■ **Extract**

• • • •

This experiment was performed during the 1970s at Memorial Sloan Kettering Cancer Center by Lawrance Helson and C. G. Wang, using 10 neuroblastoma cell cultures, Two cultures were successful in terminating the cell replication with in vitro, and the experiments were followed by a group of nude mice with implanted tumors.

The in vivo mouse experiments were complicated when the mouse livers cleaved off the sugar component of BrdC rendering the mammalian and herpes genes to incorporate the -containing base, making no distinction between them. However, the Auger dose with 77BrdC disrupted the herpes-specific gene in several transformed cell cultures.

• • • •

■ **What to work on**
[1] Answer from the BrdC experiment passage:
(a) At which institution was the experiment performed?
(b) How many neuroblastoma cell cultures were used?
(c) In the in vivo experiments, what cleaved off the sugar component of BrdC?
[2] Pick up the BrdC experiment passage after its last sentence and extend it with a few more sentences in the same technical register.
The items are separate material and do not belong to the BrdC experiment passage.

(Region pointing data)
• • • •

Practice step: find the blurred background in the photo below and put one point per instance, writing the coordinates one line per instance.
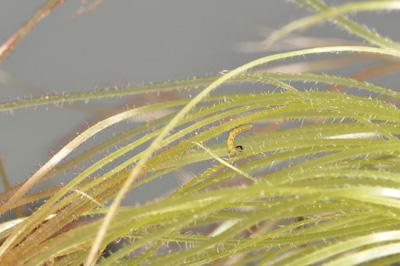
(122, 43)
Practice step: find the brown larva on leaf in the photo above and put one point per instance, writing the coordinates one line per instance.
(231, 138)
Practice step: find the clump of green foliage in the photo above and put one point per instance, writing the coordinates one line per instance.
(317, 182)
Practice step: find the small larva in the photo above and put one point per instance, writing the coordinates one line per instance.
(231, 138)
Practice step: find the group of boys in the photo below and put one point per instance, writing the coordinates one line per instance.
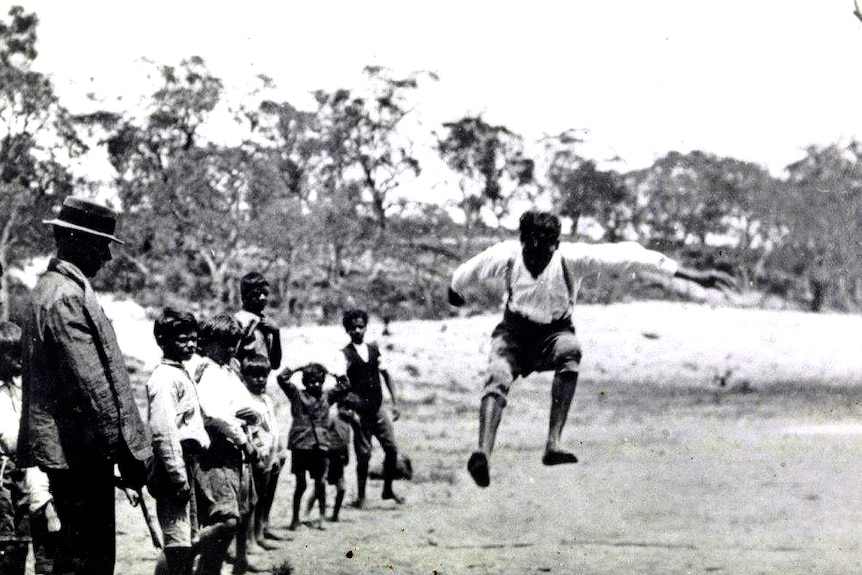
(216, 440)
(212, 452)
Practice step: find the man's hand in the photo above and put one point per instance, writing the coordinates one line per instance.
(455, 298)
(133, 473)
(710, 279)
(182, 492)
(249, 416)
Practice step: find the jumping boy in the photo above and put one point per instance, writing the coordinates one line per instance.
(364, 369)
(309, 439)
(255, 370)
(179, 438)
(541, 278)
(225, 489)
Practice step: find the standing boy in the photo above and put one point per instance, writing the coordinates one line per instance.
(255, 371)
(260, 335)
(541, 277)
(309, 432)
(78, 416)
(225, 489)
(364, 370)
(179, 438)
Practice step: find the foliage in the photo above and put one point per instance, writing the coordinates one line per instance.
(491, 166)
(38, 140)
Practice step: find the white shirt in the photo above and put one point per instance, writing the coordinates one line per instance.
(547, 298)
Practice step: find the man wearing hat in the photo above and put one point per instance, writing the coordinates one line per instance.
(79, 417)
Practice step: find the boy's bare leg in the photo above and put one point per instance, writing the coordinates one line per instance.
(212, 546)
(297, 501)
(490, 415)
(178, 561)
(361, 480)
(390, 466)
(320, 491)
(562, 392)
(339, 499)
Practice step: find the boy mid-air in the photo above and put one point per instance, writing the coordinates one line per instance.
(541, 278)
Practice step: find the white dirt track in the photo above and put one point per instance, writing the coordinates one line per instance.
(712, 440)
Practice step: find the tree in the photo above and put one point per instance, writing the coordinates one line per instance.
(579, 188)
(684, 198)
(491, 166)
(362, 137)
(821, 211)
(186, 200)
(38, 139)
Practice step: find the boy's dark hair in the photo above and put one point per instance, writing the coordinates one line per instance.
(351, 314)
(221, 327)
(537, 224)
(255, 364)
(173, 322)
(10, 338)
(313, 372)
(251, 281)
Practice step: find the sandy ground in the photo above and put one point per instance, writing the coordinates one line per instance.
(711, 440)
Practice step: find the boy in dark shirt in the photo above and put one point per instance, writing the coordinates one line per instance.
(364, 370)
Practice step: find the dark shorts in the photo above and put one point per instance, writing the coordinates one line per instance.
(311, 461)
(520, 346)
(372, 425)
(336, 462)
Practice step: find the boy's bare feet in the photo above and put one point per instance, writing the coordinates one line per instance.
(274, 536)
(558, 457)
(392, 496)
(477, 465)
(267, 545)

• • • •

■ **Outputs for the tasks**
[1]
(a) Memorial Sloan Kettering Cancer Center
(b) 10
(c) The mouse livers

[2]
===DNA-targeted dose using cisplatin===
The group of metal-based anticancer drugs originated with cisplatin, one of the leading agents in clinical use. Cisplatin acts by binding to DNA, forming one or two intrastrand cross-links of the G-G adduct at 70% and the A-G adduct at ~20% of the major grooves of the double helix. The planar cis compound (on the same side) is composed of a square molecule with two chloride atoms on one side and two ammonia groups on the other side, centered around the heavy platinum (Pt) which could initiate the Auger dose in situ. Entering a cell with a low NaCl concentration, the aqua-chloride group would detach from the compound (allowing the missing chloride to link the G-G or A-G bases and bend the DNA helixes 45 degrees, damaging them). Although platinum-based antineoplastics are used in as much as 70 percent of all chemotherapy, they are not particularly effective against certain cancers (such as breast and prostate tumors).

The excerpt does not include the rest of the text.